• Document segment:
================
Over the last few years travelling through France in early July, we have often come across road closures and diversions due to Le Tour de France and we kept saying that we should really try and time it right and be somewhere we could actually watch this world famous bike race. Well, this year was it and before we left the UK on our way to Austria, we decided that it would be a good idea to head for Alsace and stay a few days at stunning Kaysersberg, where Le Tour was scheduled to pass by on Wednesday afternoon, 10th July.
I have said it before in various platforms, but I will repeat here again that it is impossible to exaggerate the beauty of this picturesque little town, where just about every colourful half-timbered house, every building and every corner is a photo demanding to be taken. We arrived 2 days early in order to ensure we got a place at the local motorhome aire after 3 days on the road, which gets a bit tiring after a while, and took our time to explore its streets once again (our first visit was in the summer 2012). This time we actually followed the recommended route on the map supplied by the Tourist Information Office, which gives a little explanation of the historic landmarks en route, and I lost myself taking pictures of the many beautiful buildings along the way. It was very hard to choose which ones to share here, but I hope I can give you an idea of what this fairy tale land in Alsace looks like.
================
• Extracted entries:
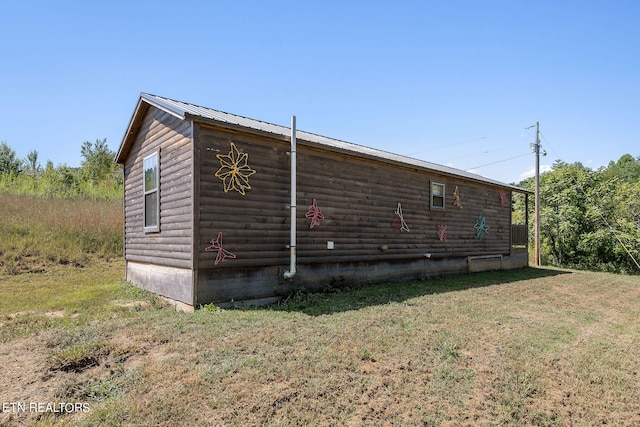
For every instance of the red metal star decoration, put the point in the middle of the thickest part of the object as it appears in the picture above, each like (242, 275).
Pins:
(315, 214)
================
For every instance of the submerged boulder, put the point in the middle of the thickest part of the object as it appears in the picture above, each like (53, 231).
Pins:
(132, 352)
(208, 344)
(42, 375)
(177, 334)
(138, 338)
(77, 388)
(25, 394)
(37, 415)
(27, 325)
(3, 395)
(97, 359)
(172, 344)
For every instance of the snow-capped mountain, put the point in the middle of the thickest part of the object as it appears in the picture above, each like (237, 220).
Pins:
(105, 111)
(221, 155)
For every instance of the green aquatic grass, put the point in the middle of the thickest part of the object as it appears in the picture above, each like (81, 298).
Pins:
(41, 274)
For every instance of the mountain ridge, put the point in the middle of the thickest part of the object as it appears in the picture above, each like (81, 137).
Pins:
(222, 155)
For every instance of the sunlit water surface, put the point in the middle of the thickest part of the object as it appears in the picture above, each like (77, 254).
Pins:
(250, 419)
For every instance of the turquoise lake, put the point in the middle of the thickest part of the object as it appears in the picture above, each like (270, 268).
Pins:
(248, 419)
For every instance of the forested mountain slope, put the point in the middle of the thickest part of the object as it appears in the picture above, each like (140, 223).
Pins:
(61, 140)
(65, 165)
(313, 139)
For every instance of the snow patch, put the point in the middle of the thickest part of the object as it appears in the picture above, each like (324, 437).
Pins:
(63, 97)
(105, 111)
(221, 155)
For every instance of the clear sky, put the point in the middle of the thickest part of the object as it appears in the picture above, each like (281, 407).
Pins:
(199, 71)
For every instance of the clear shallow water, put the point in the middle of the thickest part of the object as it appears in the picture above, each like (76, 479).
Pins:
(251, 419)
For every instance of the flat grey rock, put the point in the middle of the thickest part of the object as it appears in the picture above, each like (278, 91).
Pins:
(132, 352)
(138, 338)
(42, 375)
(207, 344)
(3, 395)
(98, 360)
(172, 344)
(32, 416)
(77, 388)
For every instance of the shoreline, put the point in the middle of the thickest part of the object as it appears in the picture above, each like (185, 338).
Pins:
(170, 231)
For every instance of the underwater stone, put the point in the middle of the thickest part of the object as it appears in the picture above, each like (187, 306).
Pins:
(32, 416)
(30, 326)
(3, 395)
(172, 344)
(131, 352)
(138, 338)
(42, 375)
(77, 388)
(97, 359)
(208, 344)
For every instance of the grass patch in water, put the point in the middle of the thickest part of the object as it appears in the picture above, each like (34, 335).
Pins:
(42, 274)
================
• What to do:
• A. Write out the section of the Kaysersberg travel passage that begins with the words containing "Over the last" and ends with "afternoon, 10th July.".
• B. Extend the Kaysersberg travel passage, picking up directly after its final sentence.

• Responses to the tasks:
• A.
Over the last few years travelling through France in early July, we have often come across road closures and diversions due to Le Tour de France and we kept saying that we should really try and time it right and be somewhere we could actually watch this world famous bike race. Well, this year was it and before we left the UK on our way to Austria, we decided that it would be a good idea to head for Alsace and stay a few days at stunning Kaysersberg, where Le Tour was scheduled to pass by on Wednesday afternoon, 10th July.

• B.
And it is not simply the buildings that are utterly gorgeous, but how about these shop signs too?
And there were also the iconic storks on rooftops, a symbol of Alsace.
We took a short break from the pretty streets to visit the small, but very interesting, Historical Museum, which is located in a 16th century building and features wonderful local exhibits from Neolithic artefacts through Roman finds, marvellous Medieval sculptures – my favourite being an exquisite polychrome wood carving of Jesus on a donkey on Palm Sunday from the 15th century – to some pharmaceutical and scientific equipment belonging to the 1952 Nobel Peace Prize winner Albert Schweitzer, a doctor and philosopher among other things, born in Kaysersberg. This is a museum not to be missed if you visit this fabulous town (entry is free of charge).
We spent 3 glorious days in Kaysersberg, which culminated with the famous cycling race on Wednesday afternoon, as expected, but I am leaving that for next time, as I think it deserves a blog entry all of its own.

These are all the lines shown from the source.